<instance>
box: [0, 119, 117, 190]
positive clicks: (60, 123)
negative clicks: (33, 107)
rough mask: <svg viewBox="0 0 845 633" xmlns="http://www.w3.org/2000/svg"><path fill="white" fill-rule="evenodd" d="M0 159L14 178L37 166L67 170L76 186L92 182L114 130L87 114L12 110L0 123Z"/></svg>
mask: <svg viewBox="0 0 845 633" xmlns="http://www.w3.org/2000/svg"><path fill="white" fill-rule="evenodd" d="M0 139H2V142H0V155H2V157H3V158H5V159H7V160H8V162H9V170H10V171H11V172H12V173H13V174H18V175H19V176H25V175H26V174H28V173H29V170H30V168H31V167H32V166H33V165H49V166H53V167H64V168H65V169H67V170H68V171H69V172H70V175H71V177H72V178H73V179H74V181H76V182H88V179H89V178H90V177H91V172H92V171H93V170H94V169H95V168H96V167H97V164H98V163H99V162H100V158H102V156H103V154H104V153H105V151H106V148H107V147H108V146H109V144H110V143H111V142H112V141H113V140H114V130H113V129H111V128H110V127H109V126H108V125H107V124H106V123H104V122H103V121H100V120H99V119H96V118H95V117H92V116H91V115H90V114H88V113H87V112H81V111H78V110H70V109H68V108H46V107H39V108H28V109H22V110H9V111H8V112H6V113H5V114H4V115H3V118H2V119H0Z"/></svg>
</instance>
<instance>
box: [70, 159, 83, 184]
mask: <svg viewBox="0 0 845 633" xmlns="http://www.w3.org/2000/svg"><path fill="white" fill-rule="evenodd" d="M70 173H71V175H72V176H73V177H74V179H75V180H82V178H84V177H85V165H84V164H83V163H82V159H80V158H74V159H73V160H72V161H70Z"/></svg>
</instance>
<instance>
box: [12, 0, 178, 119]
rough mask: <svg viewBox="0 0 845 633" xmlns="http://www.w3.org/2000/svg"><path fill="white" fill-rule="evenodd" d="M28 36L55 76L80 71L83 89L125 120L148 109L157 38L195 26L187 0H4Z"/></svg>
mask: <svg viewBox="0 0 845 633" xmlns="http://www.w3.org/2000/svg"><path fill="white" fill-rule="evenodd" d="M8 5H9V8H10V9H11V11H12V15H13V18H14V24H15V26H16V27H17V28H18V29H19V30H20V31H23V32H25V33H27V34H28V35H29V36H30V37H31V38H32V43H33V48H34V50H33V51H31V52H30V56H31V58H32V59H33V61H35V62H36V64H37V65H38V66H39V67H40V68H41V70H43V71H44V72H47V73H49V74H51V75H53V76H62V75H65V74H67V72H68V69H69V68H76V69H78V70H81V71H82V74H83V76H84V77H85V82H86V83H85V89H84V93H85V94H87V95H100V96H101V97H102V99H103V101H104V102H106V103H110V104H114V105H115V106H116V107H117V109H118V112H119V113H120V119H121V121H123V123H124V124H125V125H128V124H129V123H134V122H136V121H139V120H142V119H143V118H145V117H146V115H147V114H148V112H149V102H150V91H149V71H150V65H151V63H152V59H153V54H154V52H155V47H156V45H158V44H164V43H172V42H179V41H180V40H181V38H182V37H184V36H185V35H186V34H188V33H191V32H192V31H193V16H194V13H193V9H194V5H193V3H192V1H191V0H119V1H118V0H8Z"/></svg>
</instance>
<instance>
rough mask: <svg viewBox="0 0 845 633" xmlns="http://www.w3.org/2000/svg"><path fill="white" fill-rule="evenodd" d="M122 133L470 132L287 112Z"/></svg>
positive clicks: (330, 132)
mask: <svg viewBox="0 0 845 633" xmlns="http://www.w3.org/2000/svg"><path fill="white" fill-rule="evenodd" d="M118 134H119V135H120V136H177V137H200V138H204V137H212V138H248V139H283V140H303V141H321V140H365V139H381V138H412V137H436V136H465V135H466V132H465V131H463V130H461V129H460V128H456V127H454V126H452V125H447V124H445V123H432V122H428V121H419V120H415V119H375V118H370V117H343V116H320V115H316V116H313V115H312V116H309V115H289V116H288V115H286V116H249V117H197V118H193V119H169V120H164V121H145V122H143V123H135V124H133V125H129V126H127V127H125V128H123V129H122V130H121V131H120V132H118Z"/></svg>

■ ■ ■ ■ ■

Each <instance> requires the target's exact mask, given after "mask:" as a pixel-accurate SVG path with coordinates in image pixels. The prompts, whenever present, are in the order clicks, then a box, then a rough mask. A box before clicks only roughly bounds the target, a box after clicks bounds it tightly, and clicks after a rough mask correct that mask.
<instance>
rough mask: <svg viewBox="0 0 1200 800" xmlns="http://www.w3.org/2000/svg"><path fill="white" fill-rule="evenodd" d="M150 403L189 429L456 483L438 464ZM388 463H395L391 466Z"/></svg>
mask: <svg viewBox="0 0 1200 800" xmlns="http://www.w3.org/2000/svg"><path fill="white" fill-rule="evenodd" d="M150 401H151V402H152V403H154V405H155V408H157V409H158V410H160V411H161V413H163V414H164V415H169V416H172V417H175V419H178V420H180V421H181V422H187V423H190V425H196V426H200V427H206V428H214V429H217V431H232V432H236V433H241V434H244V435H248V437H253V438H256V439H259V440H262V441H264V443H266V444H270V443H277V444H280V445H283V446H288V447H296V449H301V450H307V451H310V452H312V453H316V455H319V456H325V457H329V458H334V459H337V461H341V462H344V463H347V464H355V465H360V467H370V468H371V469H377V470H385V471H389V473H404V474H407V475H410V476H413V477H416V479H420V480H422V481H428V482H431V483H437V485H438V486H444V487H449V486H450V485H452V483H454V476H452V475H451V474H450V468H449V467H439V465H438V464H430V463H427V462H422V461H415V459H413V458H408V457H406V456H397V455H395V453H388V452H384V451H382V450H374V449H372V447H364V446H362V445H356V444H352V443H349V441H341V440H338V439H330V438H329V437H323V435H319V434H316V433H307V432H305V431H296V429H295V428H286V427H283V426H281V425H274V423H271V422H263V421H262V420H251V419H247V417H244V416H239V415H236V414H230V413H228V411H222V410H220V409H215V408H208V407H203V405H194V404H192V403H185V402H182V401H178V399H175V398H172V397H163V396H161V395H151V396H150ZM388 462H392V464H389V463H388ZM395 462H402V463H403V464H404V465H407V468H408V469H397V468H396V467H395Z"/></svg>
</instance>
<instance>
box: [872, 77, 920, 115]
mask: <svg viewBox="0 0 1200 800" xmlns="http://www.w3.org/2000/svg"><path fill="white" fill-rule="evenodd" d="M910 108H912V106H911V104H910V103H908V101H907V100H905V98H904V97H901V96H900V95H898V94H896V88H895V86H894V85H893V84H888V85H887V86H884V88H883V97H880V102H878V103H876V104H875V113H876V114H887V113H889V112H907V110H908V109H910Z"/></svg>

■ ■ ■ ■ ■

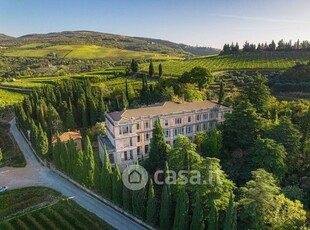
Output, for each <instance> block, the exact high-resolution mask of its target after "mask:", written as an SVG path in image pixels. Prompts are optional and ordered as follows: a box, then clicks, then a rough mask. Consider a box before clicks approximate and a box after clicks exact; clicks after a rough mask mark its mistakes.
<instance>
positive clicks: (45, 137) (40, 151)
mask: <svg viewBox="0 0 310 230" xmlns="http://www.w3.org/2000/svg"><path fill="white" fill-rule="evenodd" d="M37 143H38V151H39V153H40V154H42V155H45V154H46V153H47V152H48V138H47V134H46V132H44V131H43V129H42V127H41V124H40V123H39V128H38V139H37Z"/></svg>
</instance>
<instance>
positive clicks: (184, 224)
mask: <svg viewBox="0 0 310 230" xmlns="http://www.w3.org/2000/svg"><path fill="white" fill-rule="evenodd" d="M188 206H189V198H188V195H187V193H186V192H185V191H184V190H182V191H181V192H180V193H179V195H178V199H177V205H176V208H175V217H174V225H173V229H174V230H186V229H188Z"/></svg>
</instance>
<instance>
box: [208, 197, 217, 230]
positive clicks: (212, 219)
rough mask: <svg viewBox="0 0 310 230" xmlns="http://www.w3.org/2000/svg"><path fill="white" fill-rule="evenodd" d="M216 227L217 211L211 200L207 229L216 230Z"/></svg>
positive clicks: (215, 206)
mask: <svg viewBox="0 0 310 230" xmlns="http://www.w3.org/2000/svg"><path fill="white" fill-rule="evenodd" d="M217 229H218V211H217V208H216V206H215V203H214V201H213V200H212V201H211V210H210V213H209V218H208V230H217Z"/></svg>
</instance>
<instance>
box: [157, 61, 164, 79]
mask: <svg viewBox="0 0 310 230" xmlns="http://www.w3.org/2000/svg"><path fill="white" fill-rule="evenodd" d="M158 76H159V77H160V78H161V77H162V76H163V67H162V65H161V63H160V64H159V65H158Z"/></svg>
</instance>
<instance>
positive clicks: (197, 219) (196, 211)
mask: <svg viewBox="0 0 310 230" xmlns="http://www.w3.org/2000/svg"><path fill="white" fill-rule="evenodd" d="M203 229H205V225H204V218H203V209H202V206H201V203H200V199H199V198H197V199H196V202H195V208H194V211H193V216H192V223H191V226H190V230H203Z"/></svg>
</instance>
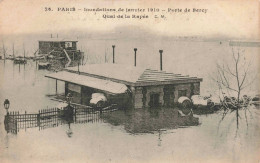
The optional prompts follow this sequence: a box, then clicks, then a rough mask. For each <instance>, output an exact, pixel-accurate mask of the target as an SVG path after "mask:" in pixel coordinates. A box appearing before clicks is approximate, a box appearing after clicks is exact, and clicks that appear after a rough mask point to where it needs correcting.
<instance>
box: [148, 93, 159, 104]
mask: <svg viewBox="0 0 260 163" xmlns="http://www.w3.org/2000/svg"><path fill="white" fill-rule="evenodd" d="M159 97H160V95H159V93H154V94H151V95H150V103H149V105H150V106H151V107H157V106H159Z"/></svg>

■ ■ ■ ■ ■

How many lines in the data above hold the word "image"? Answer with the number alone.

2